(RAW RECORDS)
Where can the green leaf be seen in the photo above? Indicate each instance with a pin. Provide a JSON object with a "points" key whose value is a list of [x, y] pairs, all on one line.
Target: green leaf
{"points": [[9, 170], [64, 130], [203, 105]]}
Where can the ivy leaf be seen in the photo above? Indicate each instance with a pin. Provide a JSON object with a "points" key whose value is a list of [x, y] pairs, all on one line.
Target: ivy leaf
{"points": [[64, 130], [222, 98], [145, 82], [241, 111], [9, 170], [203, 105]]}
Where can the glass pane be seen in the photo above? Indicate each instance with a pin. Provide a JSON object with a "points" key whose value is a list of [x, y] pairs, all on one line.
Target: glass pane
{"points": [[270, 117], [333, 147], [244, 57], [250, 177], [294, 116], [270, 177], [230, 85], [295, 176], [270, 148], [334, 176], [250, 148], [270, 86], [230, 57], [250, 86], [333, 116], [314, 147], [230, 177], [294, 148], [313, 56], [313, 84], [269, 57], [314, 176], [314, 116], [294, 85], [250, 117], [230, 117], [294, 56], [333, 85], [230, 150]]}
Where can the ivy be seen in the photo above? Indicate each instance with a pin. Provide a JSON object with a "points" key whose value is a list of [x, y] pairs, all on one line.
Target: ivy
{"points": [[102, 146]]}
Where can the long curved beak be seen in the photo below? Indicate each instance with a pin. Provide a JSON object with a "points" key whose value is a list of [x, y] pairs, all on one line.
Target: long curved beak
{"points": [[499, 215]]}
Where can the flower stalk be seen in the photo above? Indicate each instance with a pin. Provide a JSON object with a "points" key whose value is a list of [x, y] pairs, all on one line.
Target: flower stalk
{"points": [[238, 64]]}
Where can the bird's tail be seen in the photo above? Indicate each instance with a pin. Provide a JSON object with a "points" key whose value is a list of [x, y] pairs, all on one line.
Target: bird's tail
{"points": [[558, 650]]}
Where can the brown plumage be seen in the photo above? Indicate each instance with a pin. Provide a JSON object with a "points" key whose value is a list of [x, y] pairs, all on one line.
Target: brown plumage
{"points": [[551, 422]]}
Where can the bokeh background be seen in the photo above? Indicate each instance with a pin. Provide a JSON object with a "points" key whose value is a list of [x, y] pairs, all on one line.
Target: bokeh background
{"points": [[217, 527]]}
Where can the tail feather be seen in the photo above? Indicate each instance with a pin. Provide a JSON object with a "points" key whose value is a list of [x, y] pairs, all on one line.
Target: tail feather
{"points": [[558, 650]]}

(TASK TO COMPLETE)
Write out the full listing exactly as given.

(REPLY TO THE TASK)
Where can the green leaf be seen in the photo above? Indicate each instance with a pin. Provide a JSON object with a "points" key whose value is a list of [x, y] pairs, all on one line.
Target: green leaf
{"points": [[9, 170], [64, 130], [203, 105]]}
Where can the ivy leaf be seen in the photo above? Indicate each instance with a pin. Provide a JSON object with a "points" key whose value is a list of [x, y] pairs, all on one line.
Target: ivy leaf
{"points": [[64, 130], [222, 98], [145, 82], [241, 111], [9, 170], [203, 105]]}
Where can the glass pane be seen in the photo above? Indicate each instance with a pin. Provide a JSON object with a "points" key whose value is a list of [x, y] pairs, all on one line.
Target: glass pane
{"points": [[270, 117], [333, 147], [244, 57], [250, 177], [294, 116], [270, 177], [230, 85], [295, 176], [270, 148], [334, 176], [250, 148], [270, 86], [230, 57], [250, 86], [333, 116], [314, 147], [230, 177], [294, 148], [313, 56], [313, 84], [269, 57], [314, 176], [314, 116], [294, 85], [250, 117], [230, 117], [294, 56], [333, 85], [230, 150]]}
Where can the ivy be seen in the photo above? Indicate each instance with a pin. Provide a JSON object with a "points" key whose value is a list of [x, y] pairs, all on one line.
Target: ivy
{"points": [[102, 146]]}
Where can the long curved beak be seen in the photo below? Indicate each instance with a pin. Provide a JSON object with a "points" key whose value is a list of [x, y] pairs, all on one line.
Target: long curved beak
{"points": [[499, 215]]}
Where can the flower stalk be seen in the photo above? Indicate each instance with a pin. Provide a JSON object with a "points" key whose value is a list of [x, y] pairs, all on one line.
Target: flower stalk
{"points": [[238, 64]]}
Where can the bird's tail be seen in the photo above? Indicate each instance with a pin. Provide a JSON object with a "points" key whose value is a list of [x, y] pairs, all on one line.
Target: bird's tail
{"points": [[558, 650]]}
Where can the brown plumage be seen in the photo above? Indicate each instance with a pin. Provide a JSON object with a "points" key whose value is a list of [x, y] pairs, all on one line.
Target: brown plumage
{"points": [[551, 422]]}
Where can the bokeh background be seen in the photo above? Indicate each instance with a pin. Provide a JSON object with a "points" key whose value is a list of [x, y] pairs, all on one line.
Target: bokeh background
{"points": [[217, 527]]}
Where can the tail feather be seen in the photo above? Indicate each instance with a pin. Provide a JSON object with a "points" key whose value is a list of [x, y] pairs, all on one line.
Target: tail feather
{"points": [[558, 650]]}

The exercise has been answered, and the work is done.